Goal 1: In the forum thread below, where is the kids day taking place?
── Document segment
# 3 free events



## cairo (Sep 6, 2009)

i have 3 events for a kids day in smart village on friday 1 oct
i will be out of egypt anybody interested to go the event 
feel free to have the tickets
thnx


----------



## Lanason (Sep 1, 2009)

cairo said:


> i have 3 events for a kids day in smart village on friday 1 oct
> i will be out of egypt anybody interested to go the event
> feel free to have the tickets
> thnx


What sort of day it it and what age group of kids ??


----------



## dezzylapeste (Feb 16, 2010)

*thank you*

Hello,

I have a son of four, I would be grateful to get the tickets, and try new things.

Thank you very much
Lelia


----------



## cairo (Sep 6, 2009)

its an open air carnival 
2 live bands (wama and wust el balad plus games and competitions 4 kids


----------



## cairo (Sep 6, 2009)
────
Goal 2: Tally the lines in the listing below that contain the string "shop". What is the count? Give only the number.
── Dataset entries
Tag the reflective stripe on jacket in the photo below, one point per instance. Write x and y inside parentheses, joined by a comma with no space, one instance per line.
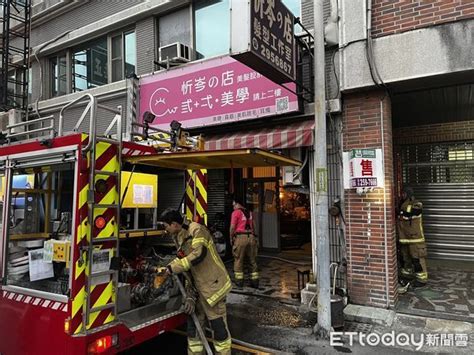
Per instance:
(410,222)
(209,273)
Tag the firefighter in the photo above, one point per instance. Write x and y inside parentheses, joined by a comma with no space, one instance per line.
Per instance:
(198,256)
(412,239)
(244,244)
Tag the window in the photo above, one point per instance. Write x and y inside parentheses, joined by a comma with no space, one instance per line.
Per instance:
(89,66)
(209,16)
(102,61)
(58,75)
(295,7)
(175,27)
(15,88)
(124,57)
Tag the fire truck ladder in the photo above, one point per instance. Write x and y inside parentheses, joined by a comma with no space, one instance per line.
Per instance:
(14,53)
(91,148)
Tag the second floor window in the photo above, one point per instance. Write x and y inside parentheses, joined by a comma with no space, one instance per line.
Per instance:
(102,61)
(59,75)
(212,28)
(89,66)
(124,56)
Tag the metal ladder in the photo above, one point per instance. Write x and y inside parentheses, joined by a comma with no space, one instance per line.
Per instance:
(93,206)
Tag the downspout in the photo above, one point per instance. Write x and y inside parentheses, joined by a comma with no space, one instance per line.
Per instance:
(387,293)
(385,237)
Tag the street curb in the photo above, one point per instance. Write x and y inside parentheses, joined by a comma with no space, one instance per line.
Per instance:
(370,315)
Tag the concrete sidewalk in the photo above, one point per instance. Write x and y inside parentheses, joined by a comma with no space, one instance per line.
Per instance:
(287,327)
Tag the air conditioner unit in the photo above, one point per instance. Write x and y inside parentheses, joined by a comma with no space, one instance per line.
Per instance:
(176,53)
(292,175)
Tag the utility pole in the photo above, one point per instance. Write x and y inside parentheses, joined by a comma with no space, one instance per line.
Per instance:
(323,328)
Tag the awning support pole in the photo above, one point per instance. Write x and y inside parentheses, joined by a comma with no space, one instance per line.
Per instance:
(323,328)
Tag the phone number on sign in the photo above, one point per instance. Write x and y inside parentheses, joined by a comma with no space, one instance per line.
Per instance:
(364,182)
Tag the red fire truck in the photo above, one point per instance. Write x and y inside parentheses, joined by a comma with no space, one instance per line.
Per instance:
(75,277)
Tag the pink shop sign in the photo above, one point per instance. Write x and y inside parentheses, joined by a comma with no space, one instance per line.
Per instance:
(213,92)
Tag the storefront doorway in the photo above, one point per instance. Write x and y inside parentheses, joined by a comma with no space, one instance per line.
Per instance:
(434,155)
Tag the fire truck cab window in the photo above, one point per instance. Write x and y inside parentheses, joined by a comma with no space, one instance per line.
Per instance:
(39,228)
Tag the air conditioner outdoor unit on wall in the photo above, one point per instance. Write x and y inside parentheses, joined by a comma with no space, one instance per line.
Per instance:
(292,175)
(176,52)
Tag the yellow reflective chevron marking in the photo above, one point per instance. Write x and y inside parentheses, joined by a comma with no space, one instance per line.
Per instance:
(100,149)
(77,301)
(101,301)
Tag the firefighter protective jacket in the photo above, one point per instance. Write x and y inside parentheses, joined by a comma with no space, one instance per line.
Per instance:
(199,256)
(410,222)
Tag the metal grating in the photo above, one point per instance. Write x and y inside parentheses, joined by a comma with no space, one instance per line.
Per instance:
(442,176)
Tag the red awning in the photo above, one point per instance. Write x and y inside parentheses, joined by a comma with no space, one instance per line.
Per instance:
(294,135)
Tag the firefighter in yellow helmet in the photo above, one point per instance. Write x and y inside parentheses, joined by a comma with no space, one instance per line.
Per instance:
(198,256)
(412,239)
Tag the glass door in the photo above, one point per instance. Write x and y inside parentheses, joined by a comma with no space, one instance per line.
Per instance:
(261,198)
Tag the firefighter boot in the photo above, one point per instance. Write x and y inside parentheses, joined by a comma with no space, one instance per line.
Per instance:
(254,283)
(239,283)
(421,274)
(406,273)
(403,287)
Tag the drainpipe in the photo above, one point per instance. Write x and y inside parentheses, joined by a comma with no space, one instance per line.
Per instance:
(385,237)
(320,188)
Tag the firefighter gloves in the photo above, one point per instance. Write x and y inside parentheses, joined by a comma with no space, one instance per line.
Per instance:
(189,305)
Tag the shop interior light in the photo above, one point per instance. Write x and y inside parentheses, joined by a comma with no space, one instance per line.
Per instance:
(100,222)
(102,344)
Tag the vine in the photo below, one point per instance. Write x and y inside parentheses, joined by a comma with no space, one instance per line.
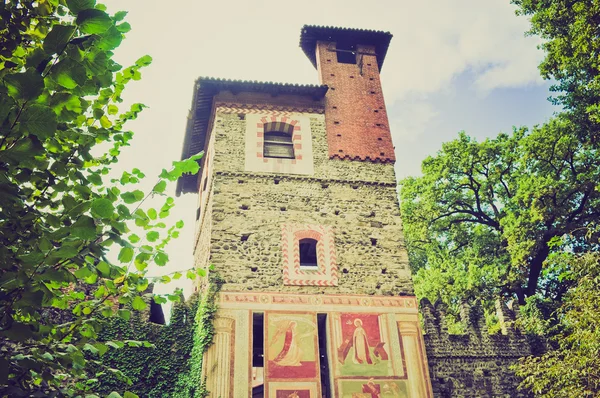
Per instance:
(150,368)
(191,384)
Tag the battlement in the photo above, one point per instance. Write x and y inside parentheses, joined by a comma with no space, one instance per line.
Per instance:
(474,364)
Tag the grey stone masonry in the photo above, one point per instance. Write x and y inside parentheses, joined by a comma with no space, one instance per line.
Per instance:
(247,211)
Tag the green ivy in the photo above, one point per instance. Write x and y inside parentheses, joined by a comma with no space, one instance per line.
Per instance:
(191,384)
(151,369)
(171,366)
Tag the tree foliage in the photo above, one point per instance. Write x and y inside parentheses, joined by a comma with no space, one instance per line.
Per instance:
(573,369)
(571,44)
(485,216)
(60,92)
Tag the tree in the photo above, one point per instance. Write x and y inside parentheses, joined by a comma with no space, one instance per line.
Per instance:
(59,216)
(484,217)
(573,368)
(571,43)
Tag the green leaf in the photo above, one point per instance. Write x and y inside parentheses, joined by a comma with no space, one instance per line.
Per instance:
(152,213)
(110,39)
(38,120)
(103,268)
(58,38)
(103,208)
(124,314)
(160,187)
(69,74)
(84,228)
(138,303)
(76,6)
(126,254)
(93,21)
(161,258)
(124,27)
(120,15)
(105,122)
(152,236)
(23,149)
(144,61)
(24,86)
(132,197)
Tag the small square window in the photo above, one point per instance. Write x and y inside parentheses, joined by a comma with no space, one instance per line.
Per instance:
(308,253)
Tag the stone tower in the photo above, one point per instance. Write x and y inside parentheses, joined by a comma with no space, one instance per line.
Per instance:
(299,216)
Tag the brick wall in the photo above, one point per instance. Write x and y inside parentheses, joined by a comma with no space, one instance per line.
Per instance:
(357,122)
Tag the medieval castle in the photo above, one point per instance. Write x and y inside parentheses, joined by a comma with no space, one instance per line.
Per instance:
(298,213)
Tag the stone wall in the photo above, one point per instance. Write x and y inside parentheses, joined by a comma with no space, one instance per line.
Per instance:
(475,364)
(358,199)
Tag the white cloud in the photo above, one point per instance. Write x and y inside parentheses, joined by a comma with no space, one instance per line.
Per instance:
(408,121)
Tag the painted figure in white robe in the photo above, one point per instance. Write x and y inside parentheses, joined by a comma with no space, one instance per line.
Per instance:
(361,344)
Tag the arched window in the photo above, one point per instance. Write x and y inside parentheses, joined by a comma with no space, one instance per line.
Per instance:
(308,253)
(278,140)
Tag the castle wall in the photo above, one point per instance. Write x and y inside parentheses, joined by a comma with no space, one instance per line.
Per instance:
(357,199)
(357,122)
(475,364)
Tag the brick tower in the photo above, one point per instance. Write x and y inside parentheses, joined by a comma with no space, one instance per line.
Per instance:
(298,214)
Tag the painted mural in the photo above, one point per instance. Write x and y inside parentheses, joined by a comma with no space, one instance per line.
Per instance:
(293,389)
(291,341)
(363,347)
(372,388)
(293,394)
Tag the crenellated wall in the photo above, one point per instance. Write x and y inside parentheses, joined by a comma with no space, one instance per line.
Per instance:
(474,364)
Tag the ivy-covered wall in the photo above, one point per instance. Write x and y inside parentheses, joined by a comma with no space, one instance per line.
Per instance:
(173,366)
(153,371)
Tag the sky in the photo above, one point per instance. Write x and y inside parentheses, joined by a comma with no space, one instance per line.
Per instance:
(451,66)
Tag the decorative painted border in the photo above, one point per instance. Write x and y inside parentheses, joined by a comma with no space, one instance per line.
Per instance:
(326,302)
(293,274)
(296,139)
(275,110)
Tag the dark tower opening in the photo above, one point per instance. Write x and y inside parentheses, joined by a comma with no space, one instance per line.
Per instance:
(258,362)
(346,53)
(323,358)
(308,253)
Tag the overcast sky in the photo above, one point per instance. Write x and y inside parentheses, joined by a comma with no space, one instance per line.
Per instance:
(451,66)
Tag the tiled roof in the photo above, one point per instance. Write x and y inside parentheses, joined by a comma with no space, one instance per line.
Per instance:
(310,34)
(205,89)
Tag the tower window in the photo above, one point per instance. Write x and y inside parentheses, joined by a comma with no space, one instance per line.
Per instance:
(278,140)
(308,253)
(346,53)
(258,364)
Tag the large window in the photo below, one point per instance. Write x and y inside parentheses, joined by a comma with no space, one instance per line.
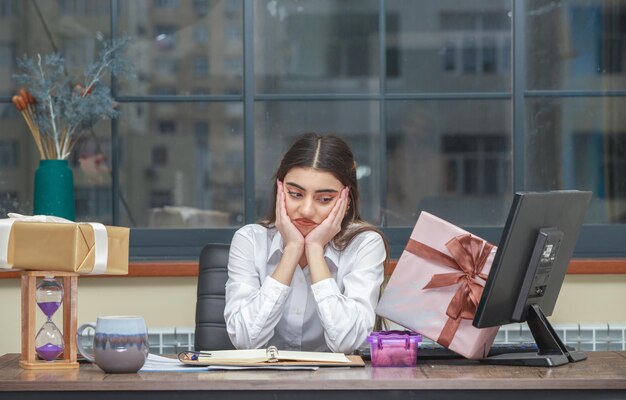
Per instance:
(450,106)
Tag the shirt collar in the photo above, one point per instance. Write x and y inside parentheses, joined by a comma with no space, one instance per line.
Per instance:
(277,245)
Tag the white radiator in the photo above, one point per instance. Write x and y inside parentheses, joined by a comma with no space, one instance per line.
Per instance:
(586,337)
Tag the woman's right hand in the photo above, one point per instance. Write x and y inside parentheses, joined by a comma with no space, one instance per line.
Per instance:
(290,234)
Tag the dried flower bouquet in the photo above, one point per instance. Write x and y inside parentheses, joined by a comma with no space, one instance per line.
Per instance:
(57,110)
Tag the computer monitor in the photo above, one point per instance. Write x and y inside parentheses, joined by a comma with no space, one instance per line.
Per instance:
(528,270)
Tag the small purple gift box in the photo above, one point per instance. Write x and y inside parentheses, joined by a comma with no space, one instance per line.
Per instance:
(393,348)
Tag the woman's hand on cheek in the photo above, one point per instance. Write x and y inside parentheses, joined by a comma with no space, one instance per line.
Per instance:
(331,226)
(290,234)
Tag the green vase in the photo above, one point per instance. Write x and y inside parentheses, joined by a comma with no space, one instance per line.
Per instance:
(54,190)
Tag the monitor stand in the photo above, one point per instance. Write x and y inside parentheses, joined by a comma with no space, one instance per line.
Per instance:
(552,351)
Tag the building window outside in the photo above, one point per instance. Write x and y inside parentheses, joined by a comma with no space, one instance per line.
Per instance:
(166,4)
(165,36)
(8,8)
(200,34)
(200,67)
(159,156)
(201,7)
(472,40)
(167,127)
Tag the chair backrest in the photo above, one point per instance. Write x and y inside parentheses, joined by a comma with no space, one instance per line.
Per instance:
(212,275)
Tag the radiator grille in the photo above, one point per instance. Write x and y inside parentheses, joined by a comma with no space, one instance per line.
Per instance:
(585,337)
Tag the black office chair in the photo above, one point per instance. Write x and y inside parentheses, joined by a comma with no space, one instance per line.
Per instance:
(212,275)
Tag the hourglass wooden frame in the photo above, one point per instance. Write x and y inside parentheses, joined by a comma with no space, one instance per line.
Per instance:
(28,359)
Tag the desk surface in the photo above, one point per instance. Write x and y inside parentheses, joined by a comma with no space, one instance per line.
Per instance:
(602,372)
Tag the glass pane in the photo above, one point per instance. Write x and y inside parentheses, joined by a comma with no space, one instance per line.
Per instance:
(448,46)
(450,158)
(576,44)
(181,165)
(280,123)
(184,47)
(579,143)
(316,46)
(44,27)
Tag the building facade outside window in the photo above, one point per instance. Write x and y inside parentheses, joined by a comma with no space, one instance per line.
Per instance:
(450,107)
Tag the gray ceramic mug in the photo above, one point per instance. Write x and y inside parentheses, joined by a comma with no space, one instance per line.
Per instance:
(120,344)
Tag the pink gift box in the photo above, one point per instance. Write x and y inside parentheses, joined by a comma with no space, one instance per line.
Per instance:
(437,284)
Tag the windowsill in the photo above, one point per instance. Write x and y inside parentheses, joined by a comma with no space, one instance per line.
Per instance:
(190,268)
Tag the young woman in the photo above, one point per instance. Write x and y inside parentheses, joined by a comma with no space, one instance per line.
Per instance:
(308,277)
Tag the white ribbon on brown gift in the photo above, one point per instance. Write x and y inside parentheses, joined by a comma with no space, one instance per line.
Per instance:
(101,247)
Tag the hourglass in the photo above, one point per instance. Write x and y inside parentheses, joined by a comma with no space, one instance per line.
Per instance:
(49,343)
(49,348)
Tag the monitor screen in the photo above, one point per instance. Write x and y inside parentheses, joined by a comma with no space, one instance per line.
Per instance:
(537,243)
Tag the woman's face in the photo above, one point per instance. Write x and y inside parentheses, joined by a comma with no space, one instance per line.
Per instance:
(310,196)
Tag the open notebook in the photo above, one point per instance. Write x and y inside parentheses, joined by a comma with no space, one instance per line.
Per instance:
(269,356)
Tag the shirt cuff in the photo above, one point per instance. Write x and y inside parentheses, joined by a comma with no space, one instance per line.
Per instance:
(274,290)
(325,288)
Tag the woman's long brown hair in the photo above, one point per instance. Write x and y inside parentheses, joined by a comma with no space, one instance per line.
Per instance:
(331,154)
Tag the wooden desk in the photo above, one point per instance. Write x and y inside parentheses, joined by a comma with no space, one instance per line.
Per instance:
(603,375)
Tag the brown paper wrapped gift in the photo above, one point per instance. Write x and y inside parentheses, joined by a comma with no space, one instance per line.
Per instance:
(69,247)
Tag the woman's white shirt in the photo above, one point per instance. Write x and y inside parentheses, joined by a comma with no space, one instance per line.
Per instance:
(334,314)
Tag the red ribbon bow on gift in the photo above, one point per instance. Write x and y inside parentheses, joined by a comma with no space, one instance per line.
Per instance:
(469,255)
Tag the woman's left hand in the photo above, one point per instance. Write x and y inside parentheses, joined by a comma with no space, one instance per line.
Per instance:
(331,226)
────
Correct response 1: In smart village.

Correct response 2: 2